■ **EXERCISE**:
Show every line of the listing that contains the word "rock", copying each such line in full.

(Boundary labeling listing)
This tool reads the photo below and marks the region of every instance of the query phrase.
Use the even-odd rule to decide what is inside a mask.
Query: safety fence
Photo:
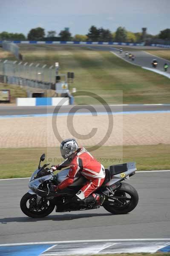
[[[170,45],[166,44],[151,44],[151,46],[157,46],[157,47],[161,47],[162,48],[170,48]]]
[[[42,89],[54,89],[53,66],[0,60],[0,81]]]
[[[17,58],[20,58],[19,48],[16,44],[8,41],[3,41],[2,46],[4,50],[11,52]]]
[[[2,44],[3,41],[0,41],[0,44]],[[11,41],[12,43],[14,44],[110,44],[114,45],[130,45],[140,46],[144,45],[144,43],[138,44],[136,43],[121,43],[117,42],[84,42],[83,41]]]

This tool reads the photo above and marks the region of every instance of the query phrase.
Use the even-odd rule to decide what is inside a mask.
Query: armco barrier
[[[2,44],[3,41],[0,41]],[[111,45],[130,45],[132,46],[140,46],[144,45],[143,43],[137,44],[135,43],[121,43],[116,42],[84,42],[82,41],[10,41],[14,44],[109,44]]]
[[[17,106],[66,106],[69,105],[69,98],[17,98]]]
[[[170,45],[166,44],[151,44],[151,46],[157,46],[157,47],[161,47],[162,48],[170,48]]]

--

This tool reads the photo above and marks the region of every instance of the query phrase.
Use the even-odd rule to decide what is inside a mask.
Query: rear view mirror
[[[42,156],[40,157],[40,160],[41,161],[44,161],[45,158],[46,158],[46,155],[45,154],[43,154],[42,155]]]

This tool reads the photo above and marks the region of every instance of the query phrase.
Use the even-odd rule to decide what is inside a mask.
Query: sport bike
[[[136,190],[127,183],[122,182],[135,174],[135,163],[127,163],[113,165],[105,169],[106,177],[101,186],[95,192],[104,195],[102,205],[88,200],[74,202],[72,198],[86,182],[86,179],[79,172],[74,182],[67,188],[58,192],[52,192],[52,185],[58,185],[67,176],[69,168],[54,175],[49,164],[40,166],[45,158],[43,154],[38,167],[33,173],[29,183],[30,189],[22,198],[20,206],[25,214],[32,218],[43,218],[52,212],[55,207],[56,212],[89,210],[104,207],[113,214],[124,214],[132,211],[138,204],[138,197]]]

--

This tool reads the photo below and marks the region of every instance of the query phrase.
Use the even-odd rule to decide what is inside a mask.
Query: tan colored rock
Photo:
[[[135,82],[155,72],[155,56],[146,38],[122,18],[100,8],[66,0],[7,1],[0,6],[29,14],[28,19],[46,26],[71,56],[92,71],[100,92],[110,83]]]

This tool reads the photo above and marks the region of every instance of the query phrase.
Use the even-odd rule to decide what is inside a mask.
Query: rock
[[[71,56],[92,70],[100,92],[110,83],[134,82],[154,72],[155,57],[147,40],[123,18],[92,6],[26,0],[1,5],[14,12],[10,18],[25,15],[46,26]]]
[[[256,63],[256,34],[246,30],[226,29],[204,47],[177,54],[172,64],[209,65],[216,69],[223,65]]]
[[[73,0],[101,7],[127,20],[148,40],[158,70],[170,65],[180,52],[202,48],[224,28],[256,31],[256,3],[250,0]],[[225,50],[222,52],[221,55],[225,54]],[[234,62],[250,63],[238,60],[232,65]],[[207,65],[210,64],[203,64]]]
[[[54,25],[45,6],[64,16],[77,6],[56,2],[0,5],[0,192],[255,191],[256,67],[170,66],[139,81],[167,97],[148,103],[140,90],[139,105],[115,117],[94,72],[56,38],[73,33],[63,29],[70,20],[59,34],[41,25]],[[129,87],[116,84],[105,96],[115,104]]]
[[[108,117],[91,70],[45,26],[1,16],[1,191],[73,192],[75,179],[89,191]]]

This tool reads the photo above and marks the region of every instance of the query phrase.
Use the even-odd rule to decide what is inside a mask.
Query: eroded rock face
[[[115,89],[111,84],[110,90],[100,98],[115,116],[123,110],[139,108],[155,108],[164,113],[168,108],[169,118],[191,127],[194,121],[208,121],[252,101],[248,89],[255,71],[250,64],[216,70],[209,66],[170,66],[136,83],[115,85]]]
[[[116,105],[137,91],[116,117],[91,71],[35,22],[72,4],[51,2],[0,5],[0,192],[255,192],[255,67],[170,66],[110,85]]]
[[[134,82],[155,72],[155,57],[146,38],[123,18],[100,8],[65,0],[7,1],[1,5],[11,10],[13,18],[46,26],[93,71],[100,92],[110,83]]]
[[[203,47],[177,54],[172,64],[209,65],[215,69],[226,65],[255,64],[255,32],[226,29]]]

■ **THE REPLY**:
Query: tan colored rock
Query: rock
Query: eroded rock face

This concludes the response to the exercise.